SUPPLIED RECORDS:

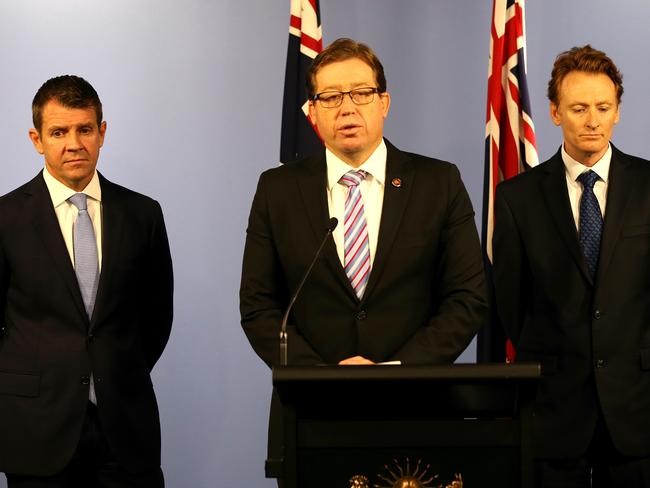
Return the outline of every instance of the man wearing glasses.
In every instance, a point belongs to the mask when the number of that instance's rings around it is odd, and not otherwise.
[[[487,309],[458,169],[383,138],[391,97],[368,46],[333,42],[307,91],[325,148],[263,173],[248,223],[240,308],[253,349],[278,364],[283,312],[335,217],[289,315],[288,364],[454,361]]]

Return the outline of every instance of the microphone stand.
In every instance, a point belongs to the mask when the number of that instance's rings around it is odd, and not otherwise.
[[[323,238],[323,241],[320,243],[320,246],[318,247],[318,250],[316,251],[316,254],[314,255],[314,259],[312,260],[311,264],[309,265],[309,268],[307,268],[307,271],[302,277],[302,280],[300,281],[300,284],[298,285],[298,288],[296,289],[296,292],[293,294],[291,297],[291,300],[289,301],[289,306],[287,307],[286,311],[284,312],[284,316],[282,317],[282,324],[280,326],[280,366],[286,366],[287,365],[287,343],[288,343],[288,334],[287,334],[287,320],[289,319],[289,312],[291,311],[291,307],[293,307],[294,302],[296,301],[296,298],[298,298],[298,295],[300,294],[300,290],[302,290],[302,286],[305,284],[305,281],[307,281],[307,277],[311,273],[311,269],[314,267],[314,264],[316,264],[316,260],[320,256],[320,253],[325,246],[325,242],[327,241],[327,238],[332,235],[332,232],[334,232],[334,229],[336,229],[336,226],[338,225],[339,221],[336,217],[332,217],[329,221],[329,225],[327,226],[327,233],[325,234],[325,237]]]

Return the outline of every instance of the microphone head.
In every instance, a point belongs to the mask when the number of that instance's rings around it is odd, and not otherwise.
[[[327,232],[334,232],[334,229],[336,229],[337,225],[339,225],[339,219],[332,217],[327,226]]]

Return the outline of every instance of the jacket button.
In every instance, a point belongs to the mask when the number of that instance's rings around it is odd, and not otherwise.
[[[360,312],[357,312],[357,320],[366,320],[366,317],[368,315],[366,314],[365,310],[361,310]]]
[[[596,367],[597,368],[604,368],[606,366],[607,366],[607,361],[605,361],[604,359],[598,359],[596,361]]]
[[[598,320],[600,317],[602,317],[602,314],[600,313],[600,310],[595,310],[594,311],[594,318]]]
[[[82,384],[82,385],[89,385],[89,384],[90,384],[90,377],[88,377],[88,376],[82,376],[82,377],[81,377],[81,384]]]
[[[95,339],[95,336],[92,334],[88,334],[88,342],[92,342],[93,339]]]

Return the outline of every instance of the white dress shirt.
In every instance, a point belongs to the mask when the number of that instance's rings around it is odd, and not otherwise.
[[[384,181],[386,179],[386,143],[381,144],[374,150],[370,157],[358,168],[353,168],[343,162],[329,149],[325,150],[327,161],[327,197],[330,217],[336,217],[339,225],[334,230],[332,237],[336,244],[336,250],[345,266],[345,199],[348,195],[348,187],[339,183],[341,177],[350,170],[364,170],[368,173],[366,178],[359,184],[361,197],[363,198],[364,211],[368,226],[368,242],[370,245],[370,264],[375,259],[377,251],[377,240],[379,238],[379,224],[381,222],[381,210],[384,204]]]
[[[43,179],[45,179],[45,184],[47,189],[50,192],[50,198],[52,199],[52,205],[54,206],[54,212],[56,213],[56,218],[59,221],[59,226],[61,227],[61,234],[63,234],[63,240],[65,245],[68,248],[68,254],[70,255],[70,260],[72,261],[72,266],[74,267],[74,222],[77,220],[77,215],[79,210],[71,202],[68,201],[72,195],[76,192],[72,188],[65,186],[59,180],[54,178],[48,171],[47,167],[43,170]],[[90,183],[86,185],[80,193],[85,193],[88,196],[87,209],[88,215],[90,215],[90,220],[93,223],[93,229],[95,230],[95,241],[97,242],[97,258],[99,260],[99,269],[102,268],[102,189],[99,185],[99,177],[97,176],[97,171],[93,175]],[[97,395],[95,394],[95,377],[93,373],[90,373],[90,387],[88,391],[88,400],[97,405]]]
[[[592,170],[600,179],[594,184],[594,195],[598,200],[598,205],[600,206],[600,213],[605,218],[605,207],[607,205],[607,188],[608,188],[608,178],[609,178],[609,165],[612,162],[612,146],[610,145],[607,148],[607,152],[603,154],[603,157],[596,162],[591,167],[585,166],[582,163],[579,163],[573,159],[569,154],[564,150],[564,144],[562,144],[562,161],[564,161],[565,175],[566,175],[566,186],[569,190],[569,201],[571,202],[571,212],[573,213],[573,221],[576,224],[576,229],[580,230],[580,197],[582,197],[582,184],[577,181],[578,176],[580,176],[585,171]]]
[[[52,176],[47,170],[47,167],[43,170],[43,179],[45,179],[45,184],[47,185],[47,189],[50,192],[50,198],[52,198],[52,205],[54,206],[54,211],[56,212],[56,218],[59,220],[59,226],[61,227],[61,234],[63,234],[63,240],[65,241],[65,245],[68,248],[68,254],[70,254],[70,261],[72,262],[72,266],[74,266],[73,226],[75,220],[77,220],[77,214],[79,213],[79,210],[77,210],[77,207],[68,201],[68,198],[77,192],[72,188],[65,186],[59,180],[55,179],[54,176]],[[99,259],[99,269],[101,270],[102,189],[99,186],[99,177],[97,176],[97,171],[95,171],[95,174],[90,180],[90,183],[86,185],[86,188],[84,188],[81,193],[88,195],[88,215],[90,215],[90,220],[92,220],[93,229],[95,230],[97,257]]]

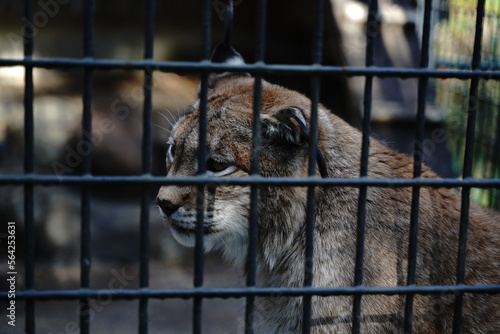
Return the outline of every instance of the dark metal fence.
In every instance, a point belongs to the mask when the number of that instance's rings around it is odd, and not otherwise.
[[[24,174],[23,175],[1,175],[0,186],[22,185],[24,187],[24,224],[25,224],[25,285],[23,291],[18,291],[16,298],[25,300],[26,333],[35,333],[35,308],[37,302],[43,300],[80,300],[80,332],[89,333],[89,298],[98,297],[99,291],[90,288],[90,263],[91,263],[91,224],[90,224],[90,189],[95,185],[123,185],[135,184],[143,187],[141,202],[141,247],[140,247],[140,288],[136,290],[110,290],[109,294],[113,299],[135,299],[139,300],[139,333],[148,332],[148,301],[153,298],[191,298],[194,300],[193,309],[193,332],[202,333],[202,304],[204,298],[246,298],[246,332],[253,331],[253,319],[255,315],[254,301],[259,296],[302,296],[304,300],[304,333],[310,332],[311,325],[311,298],[312,296],[330,296],[330,295],[351,295],[354,296],[353,307],[353,333],[360,332],[360,305],[361,297],[366,294],[373,295],[406,295],[405,308],[405,331],[411,332],[412,314],[413,314],[413,296],[415,294],[441,294],[443,291],[456,295],[456,309],[454,333],[459,333],[459,324],[462,315],[462,297],[464,293],[499,293],[500,285],[490,286],[465,286],[465,245],[467,243],[467,225],[469,212],[469,194],[471,188],[500,188],[500,179],[473,179],[472,178],[472,157],[474,153],[475,122],[477,110],[474,100],[477,98],[477,87],[480,81],[494,81],[500,79],[500,71],[485,70],[480,68],[481,61],[481,41],[485,1],[478,0],[477,15],[475,24],[474,52],[471,59],[470,69],[461,70],[439,70],[429,67],[429,48],[431,31],[431,0],[426,0],[423,10],[423,30],[421,32],[422,44],[420,54],[420,66],[418,68],[381,68],[374,67],[374,37],[367,33],[368,43],[366,46],[366,67],[335,67],[322,66],[322,41],[323,41],[323,1],[315,1],[316,24],[314,27],[314,50],[311,65],[266,65],[265,54],[265,36],[266,36],[266,1],[258,2],[258,24],[256,45],[256,63],[249,65],[220,65],[208,63],[211,52],[211,9],[212,1],[203,1],[203,36],[202,36],[202,61],[201,62],[162,62],[153,61],[153,30],[155,22],[155,1],[148,0],[146,6],[146,29],[145,29],[145,47],[144,60],[102,60],[94,59],[94,35],[93,21],[95,16],[95,1],[86,0],[85,18],[84,18],[84,57],[82,59],[35,59],[33,58],[34,32],[32,26],[24,26],[24,58],[23,59],[0,59],[0,66],[23,66],[25,69],[25,92],[24,92]],[[24,1],[25,22],[33,21],[34,2]],[[376,25],[378,20],[378,2],[372,0],[369,3],[369,16],[367,29]],[[143,107],[143,141],[142,141],[142,175],[140,176],[93,176],[91,171],[91,156],[84,157],[81,176],[48,176],[34,174],[34,118],[33,118],[33,69],[64,69],[81,68],[84,70],[84,88],[83,88],[83,122],[82,130],[86,133],[91,132],[92,121],[92,78],[95,71],[122,69],[122,70],[143,70],[144,71],[144,107]],[[163,184],[176,185],[196,185],[203,194],[203,187],[213,178],[206,177],[203,171],[206,169],[204,150],[200,150],[200,175],[195,178],[175,178],[166,179],[163,177],[154,177],[151,175],[151,114],[152,114],[152,76],[154,71],[174,71],[184,73],[201,73],[201,116],[200,129],[207,127],[206,103],[207,103],[207,76],[210,72],[222,71],[249,72],[256,78],[255,81],[255,117],[259,117],[261,82],[262,76],[268,73],[289,74],[309,77],[311,80],[312,91],[312,119],[311,119],[311,145],[309,146],[309,175],[313,176],[316,169],[316,130],[317,130],[317,106],[320,100],[319,85],[322,76],[363,76],[366,78],[365,97],[364,97],[364,121],[363,121],[363,145],[361,148],[361,170],[360,178],[355,180],[348,179],[317,179],[306,177],[300,179],[288,178],[261,178],[257,174],[258,156],[252,157],[252,175],[246,178],[224,178],[217,180],[219,184],[234,184],[250,186],[251,192],[251,213],[250,213],[250,242],[249,242],[249,261],[247,267],[247,287],[246,288],[227,288],[227,289],[208,289],[203,288],[203,239],[201,224],[197,233],[197,246],[195,250],[195,274],[193,289],[151,289],[149,288],[149,207],[152,202],[150,192],[152,186]],[[371,113],[371,94],[372,80],[374,77],[399,77],[399,78],[418,78],[418,105],[417,105],[417,132],[415,135],[414,150],[414,178],[413,179],[369,179],[367,178],[368,154],[369,154],[369,136],[370,113]],[[467,110],[467,130],[466,145],[464,156],[463,179],[420,179],[422,170],[423,148],[419,143],[424,139],[425,128],[425,107],[426,91],[429,80],[432,78],[457,78],[470,80],[469,107]],[[255,122],[258,124],[258,122]],[[254,129],[253,146],[260,144],[259,129]],[[92,142],[88,138],[82,138],[86,145],[91,147]],[[206,131],[200,131],[200,147],[205,147]],[[498,148],[497,148],[498,149]],[[256,152],[256,150],[254,150]],[[78,185],[81,187],[81,278],[80,288],[76,290],[37,290],[35,288],[35,230],[34,230],[34,187],[38,185]],[[314,186],[334,185],[339,187],[357,187],[360,189],[358,202],[358,239],[356,249],[356,269],[355,286],[342,288],[312,288],[311,279],[305,279],[302,288],[257,288],[255,287],[256,275],[256,240],[257,240],[257,186],[259,185],[279,185],[279,186],[307,186],[307,238],[306,238],[306,272],[311,270],[313,265],[313,206],[314,206]],[[409,246],[409,271],[407,286],[398,287],[366,287],[363,282],[363,252],[365,238],[365,216],[366,216],[366,194],[368,187],[412,187],[413,202],[410,227],[410,246]],[[462,189],[462,217],[460,221],[460,252],[457,256],[458,271],[456,286],[415,286],[416,271],[416,237],[418,228],[418,207],[419,192],[422,187],[460,187]],[[203,202],[201,202],[203,203]],[[202,204],[199,205],[198,222],[202,222]],[[0,299],[8,300],[7,293],[1,292]]]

WHAT IS EXPECTED:
The reply should hold only the lines from the first line of the records above through the line containing "Return the outline of every instance of the microphone stand.", copied exactly and without pictures.

SOLUTION TO THIS PROBLEM:
Return the outline of every instance of the man wearing glasses.
In every instance, a point belongs to the mask when the number of that instance's rings around it is odd, and not otherwise.
[[[487,309],[458,169],[383,138],[391,97],[368,46],[333,42],[307,91],[325,148],[263,173],[248,223],[240,308],[253,349],[278,364],[283,312],[335,217],[289,315],[288,364],[454,361]]]

Return the outline of every instance of the microphone stand.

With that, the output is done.